# THE REQUEST
Beginning with the line containing "Task: spot one point per instance of the wicker" and ending with the last line, repeat the records exactly.

# LISTING
• • •

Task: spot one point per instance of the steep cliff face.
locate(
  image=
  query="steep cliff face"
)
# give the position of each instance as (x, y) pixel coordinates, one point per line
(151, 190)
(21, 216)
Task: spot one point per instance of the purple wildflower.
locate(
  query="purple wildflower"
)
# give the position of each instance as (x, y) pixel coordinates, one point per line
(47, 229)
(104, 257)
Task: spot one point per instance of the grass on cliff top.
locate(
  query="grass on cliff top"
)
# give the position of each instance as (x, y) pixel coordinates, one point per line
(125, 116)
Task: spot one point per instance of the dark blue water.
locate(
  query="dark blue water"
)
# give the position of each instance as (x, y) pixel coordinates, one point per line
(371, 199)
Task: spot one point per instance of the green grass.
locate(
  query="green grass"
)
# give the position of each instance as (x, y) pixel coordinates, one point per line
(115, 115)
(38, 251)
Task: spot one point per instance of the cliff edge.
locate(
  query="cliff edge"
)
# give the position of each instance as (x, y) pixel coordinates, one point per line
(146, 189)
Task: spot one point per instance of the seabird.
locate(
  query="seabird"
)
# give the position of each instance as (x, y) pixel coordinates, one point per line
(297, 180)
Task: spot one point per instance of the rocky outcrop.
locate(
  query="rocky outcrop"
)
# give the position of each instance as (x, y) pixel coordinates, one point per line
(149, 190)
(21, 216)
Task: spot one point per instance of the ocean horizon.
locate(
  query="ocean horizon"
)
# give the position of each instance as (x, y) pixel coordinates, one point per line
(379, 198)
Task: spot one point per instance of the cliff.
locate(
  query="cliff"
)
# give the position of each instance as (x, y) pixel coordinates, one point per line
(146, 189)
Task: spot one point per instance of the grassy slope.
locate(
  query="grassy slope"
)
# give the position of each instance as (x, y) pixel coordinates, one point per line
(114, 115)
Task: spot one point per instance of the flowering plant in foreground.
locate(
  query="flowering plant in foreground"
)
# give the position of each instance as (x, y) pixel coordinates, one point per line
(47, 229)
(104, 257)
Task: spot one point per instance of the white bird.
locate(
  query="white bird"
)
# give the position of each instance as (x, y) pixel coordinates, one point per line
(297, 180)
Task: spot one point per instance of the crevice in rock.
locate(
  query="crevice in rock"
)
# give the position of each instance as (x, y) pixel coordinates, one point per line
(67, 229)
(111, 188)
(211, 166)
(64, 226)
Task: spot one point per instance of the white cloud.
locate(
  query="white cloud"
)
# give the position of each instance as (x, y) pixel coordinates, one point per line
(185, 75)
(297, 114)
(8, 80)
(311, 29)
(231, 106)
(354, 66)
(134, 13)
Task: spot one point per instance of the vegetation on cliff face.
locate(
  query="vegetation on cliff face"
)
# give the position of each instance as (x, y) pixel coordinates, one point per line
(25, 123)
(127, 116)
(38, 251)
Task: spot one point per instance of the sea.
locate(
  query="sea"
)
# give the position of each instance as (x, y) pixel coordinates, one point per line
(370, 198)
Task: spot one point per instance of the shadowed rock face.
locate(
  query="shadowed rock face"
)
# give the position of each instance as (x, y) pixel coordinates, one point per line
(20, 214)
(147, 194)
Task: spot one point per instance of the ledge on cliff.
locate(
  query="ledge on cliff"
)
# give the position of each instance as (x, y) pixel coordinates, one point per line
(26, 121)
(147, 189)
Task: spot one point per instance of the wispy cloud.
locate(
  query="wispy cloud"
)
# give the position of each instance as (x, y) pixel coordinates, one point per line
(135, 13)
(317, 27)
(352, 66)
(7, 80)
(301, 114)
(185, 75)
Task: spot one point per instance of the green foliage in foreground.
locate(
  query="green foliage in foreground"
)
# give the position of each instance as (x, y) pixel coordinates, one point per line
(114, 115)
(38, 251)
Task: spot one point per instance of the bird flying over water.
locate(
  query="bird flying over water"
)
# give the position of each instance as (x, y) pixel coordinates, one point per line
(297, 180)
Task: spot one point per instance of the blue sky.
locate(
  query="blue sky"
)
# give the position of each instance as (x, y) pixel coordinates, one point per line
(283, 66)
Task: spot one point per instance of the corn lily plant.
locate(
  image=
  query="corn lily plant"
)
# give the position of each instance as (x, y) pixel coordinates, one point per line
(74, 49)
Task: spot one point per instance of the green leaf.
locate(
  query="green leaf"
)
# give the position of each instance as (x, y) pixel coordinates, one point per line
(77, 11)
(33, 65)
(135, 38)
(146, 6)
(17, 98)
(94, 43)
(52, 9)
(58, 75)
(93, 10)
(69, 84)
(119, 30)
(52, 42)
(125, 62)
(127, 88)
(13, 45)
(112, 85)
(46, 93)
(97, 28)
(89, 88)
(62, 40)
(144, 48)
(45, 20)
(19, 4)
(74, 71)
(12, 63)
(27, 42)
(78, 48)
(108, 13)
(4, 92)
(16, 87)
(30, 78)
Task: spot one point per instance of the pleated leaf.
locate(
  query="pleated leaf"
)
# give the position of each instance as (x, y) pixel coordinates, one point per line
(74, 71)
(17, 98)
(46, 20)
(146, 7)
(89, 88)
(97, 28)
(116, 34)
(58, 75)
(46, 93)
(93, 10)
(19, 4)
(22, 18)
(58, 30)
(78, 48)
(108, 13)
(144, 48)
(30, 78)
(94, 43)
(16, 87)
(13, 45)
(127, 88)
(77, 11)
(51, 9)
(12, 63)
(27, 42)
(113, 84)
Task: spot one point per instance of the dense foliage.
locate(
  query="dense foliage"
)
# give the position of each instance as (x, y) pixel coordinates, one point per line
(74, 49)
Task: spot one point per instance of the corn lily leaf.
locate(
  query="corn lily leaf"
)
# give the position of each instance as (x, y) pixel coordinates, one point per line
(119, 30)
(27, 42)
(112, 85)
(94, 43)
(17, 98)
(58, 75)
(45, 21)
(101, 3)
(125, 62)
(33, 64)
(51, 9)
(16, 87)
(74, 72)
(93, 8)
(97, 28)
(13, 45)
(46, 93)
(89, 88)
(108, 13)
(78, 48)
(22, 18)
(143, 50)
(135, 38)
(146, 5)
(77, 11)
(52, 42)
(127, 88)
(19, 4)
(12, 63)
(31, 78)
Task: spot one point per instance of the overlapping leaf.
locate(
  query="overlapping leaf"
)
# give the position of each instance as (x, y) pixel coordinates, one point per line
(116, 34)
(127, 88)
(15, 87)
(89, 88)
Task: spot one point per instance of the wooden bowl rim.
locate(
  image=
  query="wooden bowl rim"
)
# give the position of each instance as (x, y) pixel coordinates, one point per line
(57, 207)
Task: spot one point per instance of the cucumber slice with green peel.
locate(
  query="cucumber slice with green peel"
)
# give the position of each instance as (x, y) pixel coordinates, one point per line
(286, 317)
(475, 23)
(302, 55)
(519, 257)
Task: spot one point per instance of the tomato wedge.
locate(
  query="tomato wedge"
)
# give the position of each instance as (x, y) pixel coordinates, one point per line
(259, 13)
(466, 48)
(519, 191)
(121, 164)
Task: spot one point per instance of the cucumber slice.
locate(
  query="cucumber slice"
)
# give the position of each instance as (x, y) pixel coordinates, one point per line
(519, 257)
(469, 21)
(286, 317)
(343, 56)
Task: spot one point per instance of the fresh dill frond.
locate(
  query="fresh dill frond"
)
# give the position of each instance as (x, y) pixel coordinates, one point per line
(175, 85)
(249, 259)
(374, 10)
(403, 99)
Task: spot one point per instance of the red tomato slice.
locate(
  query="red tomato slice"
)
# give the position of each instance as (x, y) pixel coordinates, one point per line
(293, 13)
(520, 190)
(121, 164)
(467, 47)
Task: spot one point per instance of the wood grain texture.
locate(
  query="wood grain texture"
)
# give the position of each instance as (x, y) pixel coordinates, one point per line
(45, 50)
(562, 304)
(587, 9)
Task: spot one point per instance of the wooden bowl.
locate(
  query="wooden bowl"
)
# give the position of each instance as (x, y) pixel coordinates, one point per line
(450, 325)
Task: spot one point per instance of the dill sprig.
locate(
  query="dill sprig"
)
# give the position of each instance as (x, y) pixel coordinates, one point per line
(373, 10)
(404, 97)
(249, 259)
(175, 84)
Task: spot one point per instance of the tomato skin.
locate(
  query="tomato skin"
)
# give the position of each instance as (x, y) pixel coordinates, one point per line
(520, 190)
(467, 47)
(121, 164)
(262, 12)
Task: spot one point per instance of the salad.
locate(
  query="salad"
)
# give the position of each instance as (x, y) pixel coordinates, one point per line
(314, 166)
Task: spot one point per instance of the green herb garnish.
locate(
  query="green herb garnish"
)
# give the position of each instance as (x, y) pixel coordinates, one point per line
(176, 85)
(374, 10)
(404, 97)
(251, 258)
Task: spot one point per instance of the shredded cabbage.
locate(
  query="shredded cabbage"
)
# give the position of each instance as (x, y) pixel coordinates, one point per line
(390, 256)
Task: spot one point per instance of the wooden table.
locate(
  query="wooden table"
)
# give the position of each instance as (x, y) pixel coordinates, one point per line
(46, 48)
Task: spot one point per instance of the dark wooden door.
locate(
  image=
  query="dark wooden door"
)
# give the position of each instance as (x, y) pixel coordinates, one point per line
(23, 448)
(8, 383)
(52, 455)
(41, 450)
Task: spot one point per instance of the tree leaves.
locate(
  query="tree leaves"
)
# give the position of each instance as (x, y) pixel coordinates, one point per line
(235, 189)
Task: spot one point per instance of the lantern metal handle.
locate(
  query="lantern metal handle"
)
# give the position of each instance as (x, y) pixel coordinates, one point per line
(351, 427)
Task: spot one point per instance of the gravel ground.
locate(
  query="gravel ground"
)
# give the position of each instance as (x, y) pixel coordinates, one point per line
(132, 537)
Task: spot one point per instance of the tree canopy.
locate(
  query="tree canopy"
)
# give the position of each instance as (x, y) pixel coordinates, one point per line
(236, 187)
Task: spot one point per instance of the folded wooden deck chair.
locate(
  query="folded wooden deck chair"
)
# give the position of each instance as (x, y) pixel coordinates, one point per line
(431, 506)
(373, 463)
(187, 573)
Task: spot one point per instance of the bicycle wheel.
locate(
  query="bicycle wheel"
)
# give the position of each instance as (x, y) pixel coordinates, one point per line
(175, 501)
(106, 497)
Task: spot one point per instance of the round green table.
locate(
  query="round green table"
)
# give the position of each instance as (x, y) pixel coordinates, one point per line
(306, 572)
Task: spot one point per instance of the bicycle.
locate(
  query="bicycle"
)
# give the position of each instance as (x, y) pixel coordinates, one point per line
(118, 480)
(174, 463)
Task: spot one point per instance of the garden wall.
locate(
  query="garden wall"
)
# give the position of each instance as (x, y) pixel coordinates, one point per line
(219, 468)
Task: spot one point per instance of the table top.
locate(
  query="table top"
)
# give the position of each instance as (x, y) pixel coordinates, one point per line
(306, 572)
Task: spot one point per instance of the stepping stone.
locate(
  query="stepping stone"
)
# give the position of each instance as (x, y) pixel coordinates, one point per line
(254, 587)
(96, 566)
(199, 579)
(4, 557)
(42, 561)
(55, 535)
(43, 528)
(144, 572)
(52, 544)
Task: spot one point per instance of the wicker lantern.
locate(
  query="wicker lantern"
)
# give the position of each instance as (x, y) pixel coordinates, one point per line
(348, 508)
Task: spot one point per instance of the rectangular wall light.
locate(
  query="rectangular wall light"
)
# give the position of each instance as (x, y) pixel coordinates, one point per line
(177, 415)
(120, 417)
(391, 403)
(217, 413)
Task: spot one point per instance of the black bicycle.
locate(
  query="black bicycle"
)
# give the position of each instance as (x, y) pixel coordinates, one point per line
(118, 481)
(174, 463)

• • •

# WORKED ANSWER
Task: spot one point per instance of the wicker lantern.
locate(
  query="wicker lantern"
)
# give the position of each instance as (x, y) pixel coordinates, one point per line
(348, 508)
Task: spot one point per instance of the rectangular wall light.
locate(
  query="rectangular wall light"
)
# give the position of each instance as (x, y) pixel coordinates, one point per line
(177, 415)
(120, 417)
(391, 403)
(217, 413)
Task: spot one point per instance of the black bicycle.
locate(
  query="black bicycle"
)
# give the position of each instance as (x, y) pixel coordinates, one point per line
(118, 481)
(174, 463)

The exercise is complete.